- Description of the task -
Can you set down the Navman forum thread below word for word, beginning at "## TSOJOURNER (Dec" and stopping after "(Dec 4, 2007)"?

- Page -
There is a standard for polarized glasses and LED displays. Navman apparently is wrong by 90 degrees. I would let it go and buy new displays from a well established company with excellent customer service. Its probably not worth the aggravation fighting with them.


----------



## TSOJOURNER (Dec 16, 1999)

I hate to be the odd man out I have a nice, cheap Navman 5110 black and white GPS and it works well! Even with prescription polarized sunglasses! Always locks. No moisture! If I'm not zoomed in enough it will show me entering Whitehall (MI) channel a few yards south of the southern breakwater. Not uncommon with GPS I understand.


----------



## TomandKarens34 (Dec 4, 2007)

My Navman GPS is very accurate. I love the thing and couldn't ask for a better piece of equipment. I have the 5600 and paid about $550 with the chip. By the way, I have a citation too.


----------



## kd3pc (Oct 19, 2006)

I have a 5500 and it is a very good piece of gear and the price was even better.

Bought a used card and all set. Portable and has been rock solid reliable. Easy on the batteries.

dave


----------



## MickJohnson (Aug 1, 2008)

*Moisture ingress to Navman 3100 depth & wind inst*

Hi, I installed Navman depth & wind instruments about 2 years ago & have been experiencing the same problems with moisture, the Depth Gauge comes good after a few Hours, but the wind speed has completely failed.


----------



## timangiel (Sep 8, 2006)

I have the 3100 series depth and speed log. I'm not sure how old they are as they were installed by the previous owner, but I have had the boat for 2 years and they fogged up and stopped working. I really liked them when they were working. I'm not sure if I should try to have them fixed or replace them. I don't want to spend money having them fixed if they are going to have the same problem again after a year or two. If I replace them with another make, I may have to repair holes in my boat where the old displays were mounted and replace transducers(sounds like work). Does anyone know if the transducers will work with anything else?


----------



## Omatako (Sep 14, 2003)

Navman is now part of the Swedish giant Navico (B&G, Simrad, JCR, etc.) but it seems that their quality issues have not fixed Navman but rather Navman's issues have spilled into and contaminated the quality of the others.

I bought a Simrad wind instrument in the US, sailed one voyage to New Zealand and the instrument wasn't working by the time I arrived. After a long and protracted to-ing and fro-ing (6 months) with the local agents they eventually said that they would not honour a warranty claim even though the instument was only 3 months old when it chucked it's toys.

- Record extracts -
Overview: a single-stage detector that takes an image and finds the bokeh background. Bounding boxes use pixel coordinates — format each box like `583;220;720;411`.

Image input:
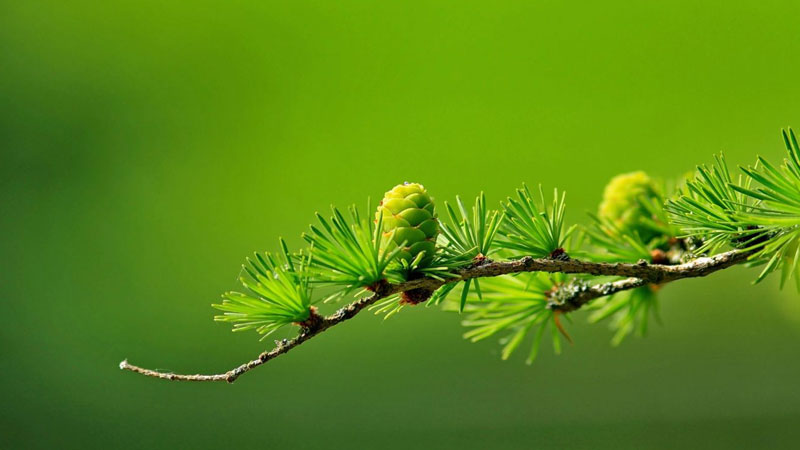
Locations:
0;0;800;449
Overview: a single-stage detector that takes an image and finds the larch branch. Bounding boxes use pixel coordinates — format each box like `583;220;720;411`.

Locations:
119;250;750;383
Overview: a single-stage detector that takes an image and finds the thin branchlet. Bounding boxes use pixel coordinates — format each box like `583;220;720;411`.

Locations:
119;250;751;383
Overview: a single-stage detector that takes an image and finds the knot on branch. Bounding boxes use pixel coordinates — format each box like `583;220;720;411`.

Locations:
547;247;570;261
295;306;325;334
545;278;591;312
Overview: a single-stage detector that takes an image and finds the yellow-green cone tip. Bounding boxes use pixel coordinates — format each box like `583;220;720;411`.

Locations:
597;171;659;241
375;182;439;267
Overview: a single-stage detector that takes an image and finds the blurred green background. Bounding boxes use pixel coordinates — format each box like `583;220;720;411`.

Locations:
0;0;800;449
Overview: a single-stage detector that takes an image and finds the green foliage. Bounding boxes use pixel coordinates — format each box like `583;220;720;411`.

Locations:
208;131;800;363
428;192;505;310
212;239;311;337
303;205;402;297
441;192;504;259
737;129;800;292
589;286;658;346
444;272;565;364
668;130;800;291
666;154;763;253
498;185;575;258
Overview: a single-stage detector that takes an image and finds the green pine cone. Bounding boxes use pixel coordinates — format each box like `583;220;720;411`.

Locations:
375;183;439;267
597;171;661;242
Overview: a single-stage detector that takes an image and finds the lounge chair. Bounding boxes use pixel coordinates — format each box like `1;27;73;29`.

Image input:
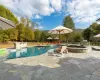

- Exercise result -
## TSOJOURNER (Dec 16, 1999)

I hate to be the odd man out I have a nice, cheap Navman 5110 black and white GPS and it works well! Even with prescription polarized sunglasses! Always locks. No moisture! If I'm not zoomed in enough it will show me entering Whitehall (MI) channel a few yards south of the southern breakwater. Not uncommon with GPS I understand.


----------



## TomandKarens34 (Dec 4, 2007)